BEGIN AVAILABLE RECORDS

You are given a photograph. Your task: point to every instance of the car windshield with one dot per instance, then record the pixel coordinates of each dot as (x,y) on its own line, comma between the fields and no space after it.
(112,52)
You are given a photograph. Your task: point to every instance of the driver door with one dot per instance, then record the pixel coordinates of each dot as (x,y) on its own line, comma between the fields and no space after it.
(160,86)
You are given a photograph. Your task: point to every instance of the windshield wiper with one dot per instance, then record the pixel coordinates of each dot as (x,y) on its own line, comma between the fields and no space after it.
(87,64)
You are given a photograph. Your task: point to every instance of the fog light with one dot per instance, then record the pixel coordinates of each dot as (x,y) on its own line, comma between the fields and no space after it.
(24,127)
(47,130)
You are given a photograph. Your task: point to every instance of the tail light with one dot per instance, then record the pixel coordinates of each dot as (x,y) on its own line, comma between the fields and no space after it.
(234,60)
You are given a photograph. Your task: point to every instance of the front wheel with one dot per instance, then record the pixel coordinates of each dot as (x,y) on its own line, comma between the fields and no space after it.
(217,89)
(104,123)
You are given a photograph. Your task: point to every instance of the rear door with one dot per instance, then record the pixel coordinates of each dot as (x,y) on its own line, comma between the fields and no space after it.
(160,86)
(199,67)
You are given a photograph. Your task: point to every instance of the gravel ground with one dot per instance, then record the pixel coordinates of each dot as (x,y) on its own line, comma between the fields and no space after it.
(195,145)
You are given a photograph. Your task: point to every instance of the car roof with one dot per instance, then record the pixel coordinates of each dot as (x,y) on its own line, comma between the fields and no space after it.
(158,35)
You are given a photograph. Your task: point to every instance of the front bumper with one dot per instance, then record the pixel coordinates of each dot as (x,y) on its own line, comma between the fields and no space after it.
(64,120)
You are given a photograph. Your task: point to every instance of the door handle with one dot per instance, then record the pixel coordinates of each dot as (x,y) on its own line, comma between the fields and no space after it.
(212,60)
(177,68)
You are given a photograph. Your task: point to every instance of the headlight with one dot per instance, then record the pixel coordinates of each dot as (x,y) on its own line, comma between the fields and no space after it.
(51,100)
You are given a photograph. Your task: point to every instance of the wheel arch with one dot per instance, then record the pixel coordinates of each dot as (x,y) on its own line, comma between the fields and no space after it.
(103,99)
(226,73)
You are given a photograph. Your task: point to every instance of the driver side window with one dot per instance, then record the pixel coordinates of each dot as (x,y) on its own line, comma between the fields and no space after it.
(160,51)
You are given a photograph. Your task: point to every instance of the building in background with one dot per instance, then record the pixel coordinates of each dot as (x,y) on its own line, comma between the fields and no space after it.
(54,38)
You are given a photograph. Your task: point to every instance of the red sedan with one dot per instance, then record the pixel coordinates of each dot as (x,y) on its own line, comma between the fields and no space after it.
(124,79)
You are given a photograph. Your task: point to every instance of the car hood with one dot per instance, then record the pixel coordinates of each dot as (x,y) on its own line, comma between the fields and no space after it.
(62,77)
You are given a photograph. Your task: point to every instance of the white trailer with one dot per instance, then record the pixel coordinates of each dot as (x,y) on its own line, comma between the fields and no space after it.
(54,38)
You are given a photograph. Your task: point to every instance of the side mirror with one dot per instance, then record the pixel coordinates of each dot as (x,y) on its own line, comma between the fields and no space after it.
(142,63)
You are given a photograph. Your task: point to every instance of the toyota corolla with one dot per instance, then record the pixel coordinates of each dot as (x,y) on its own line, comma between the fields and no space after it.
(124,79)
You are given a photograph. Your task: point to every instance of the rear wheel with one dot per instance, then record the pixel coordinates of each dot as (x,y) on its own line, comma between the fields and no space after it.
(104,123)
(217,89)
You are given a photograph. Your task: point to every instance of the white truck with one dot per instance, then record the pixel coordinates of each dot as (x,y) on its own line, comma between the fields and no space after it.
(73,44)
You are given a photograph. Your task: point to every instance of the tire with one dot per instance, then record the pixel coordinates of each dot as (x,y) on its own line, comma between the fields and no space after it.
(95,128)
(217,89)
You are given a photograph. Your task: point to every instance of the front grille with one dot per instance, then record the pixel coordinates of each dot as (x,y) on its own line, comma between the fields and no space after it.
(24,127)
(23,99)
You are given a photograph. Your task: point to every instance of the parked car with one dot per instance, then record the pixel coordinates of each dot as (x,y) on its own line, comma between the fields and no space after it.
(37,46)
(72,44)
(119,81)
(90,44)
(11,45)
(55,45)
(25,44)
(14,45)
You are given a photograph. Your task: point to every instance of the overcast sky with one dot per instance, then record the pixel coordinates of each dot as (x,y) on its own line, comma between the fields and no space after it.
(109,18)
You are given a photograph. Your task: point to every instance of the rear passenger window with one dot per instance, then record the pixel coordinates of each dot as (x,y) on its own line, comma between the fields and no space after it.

END AVAILABLE RECORDS

# PROBLEM TO SOLVE
All of the entries above need to be output again exactly.

# TASK ANSWER
You are given a photograph. Your task: point to every instance of the car windshield with one dot per instance, then record the pixel coordinates of each dot as (x,y) on its own line, comma between the fields and no space after it.
(112,52)
You are given a photograph. Your task: point to every instance of the driver door with one dot per instance, then record the pixel coordinates of each dot as (x,y) on its own line, comma between the fields and no space after it.
(160,86)
You are given a photograph. Your task: point to every instance of the windshield wiper with one dot per instance, then record the pixel coordinates of each dot as (x,y) on its own line, comma between the fields and no space after it.
(87,64)
You are given a photograph. Your task: point to every instance of the fog light with one dot per instance, then record the pixel coordinates of each dot as (x,y) on its own line, comma between the fields and no space after it.
(24,127)
(47,130)
You are given a photograph. Your task: point to every instance of the tail light with one dot per instance, then record the pixel coordinates of each dot as (x,y) on its own line, comma between the fields and no space after it.
(234,60)
You are given a photograph. Your task: point to every instance of the front wheel with one dot per instance, then record the pixel coordinates of each dot as (x,y) on its own line, comma between the fields and no space after it.
(217,89)
(104,123)
You are given a photograph. Your task: point to every instance of the rear door with one dot per instance, then record the pixel coordinates of each dot as (x,y) on its own line, comma between the fields and no space after it.
(160,86)
(199,67)
You are given a photograph. Your task: point to every instance of the gravel ground with one dot per instance, then record the pixel coordinates of each dot as (x,y) on its own line, comma between the fields and no space after it.
(195,145)
You are given a photograph. Your task: point to every instance of the car roof with one dot per instance, then record the pixel coordinates of each dot as (x,y) on its own line, comma between the fields and no space after it.
(158,35)
You are given a photograph. Your task: point to every instance of the front bumper with one dot per instance, then record the pixel coordinates of each dot as (x,y) on its own line, comma between the fields and no space after it.
(64,120)
You are given a photograph. Your task: point to every instance of the door handle with one dot per instance, then record the pixel coordinates of each dot as (x,y) on its own line, comma between the fields and no space after it.
(212,60)
(177,68)
You are given a photograph. Your task: point to every instance of the headlight with one dot per instance, then record the pixel coordinates of each dot as (x,y) on its own line, comma between the fields and no space after it.
(51,100)
You are given a photograph. Your task: point to every instance of the wheel arch with one dot per instance, then record the pixel coordinates of each dot as (x,y) on its own line, comma between the fields and no space after it.
(103,99)
(226,73)
You are given a photograph. Your task: point to every instance of the driver side window with one dot per instance, then record the pixel coordinates of each dot as (x,y) on its own line, comma between the fields and no space after it.
(160,51)
You are given a photograph. Your task: point to every instance of the building in background with one dot per instance, then record the pixel coordinates of each dot as (x,y) on its own line, comma between the fields and no space after it.
(54,38)
You are given a photograph. Your task: point to every instance of the red sedan with one dot per instance, then record the pixel coordinates of each dot as (x,y) on its own line, comma between the fields and no space after it.
(124,79)
You are given a photograph. Your task: point to every instance of the car hood with one dot per instance, then record the pixel coordinates of each dot as (x,y) on its own line, comma between the fields and no space after it.
(62,77)
You are given a photograph. Your task: point to every instance of the white trailer with one dot per instance, then record the pixel coordinates of each dot as (x,y) on its own line, comma between the fields and no space after it.
(54,38)
You are given a photograph. Your task: point to every instance of the side mirror with one dot per instance, then record the pixel coordinates of each dot as (x,y) on its own line, comma between the fields and no space after it.
(142,63)
You are given a photograph. Your task: point to every instance of the toyota corolla with one dot per instance, then record the pixel coordinates of each dot as (x,y) on its own line, comma between the fields and no space after it.
(124,79)
You are given a photograph. Your task: point to every instance of the rear wheel with one dot per instance, then record the pixel coordinates of each dot as (x,y) on its own line, comma between the fields and no space after it.
(104,123)
(217,89)
You are given a photograph. Your task: point to every instance of the white truck with one dot per instance, then record the pixel coordinates of each dot as (x,y) on its own line, comma between the fields and no space after it.
(73,44)
You are given a photograph. Your task: point to every instance of the tire with one dot per instance, then record the pixel coordinates of each dot as (x,y) on its own line, comma between the fields and no space after it.
(95,128)
(217,89)
You are given a photograph. Your task: point to every instance of the front grille with one dot per instance, then record the pixel coordinates of each dot as (x,y) on its own line, comma between the fields and no space after it.
(24,127)
(23,99)
You are given a photograph. Your task: point to every instance of the parked car with one dot per instance, then record the pixel coordinates of each dot as (x,y) on its own line, comma between the fields and no space after it.
(37,46)
(72,44)
(119,81)
(90,44)
(11,45)
(55,45)
(25,44)
(14,45)
You are given a photograph. Your task: point to every instance of the overcast sky with one dot per instance, then record the pixel coordinates of each dot as (x,y) on its own line, comma between the fields and no space after it.
(109,18)
You are given a photograph. Your task: point to every instance of the rear passenger window with one dot per instance, then record the pixel coordinates of each dot as (x,y) on its own line, comma between the fields and no space after it.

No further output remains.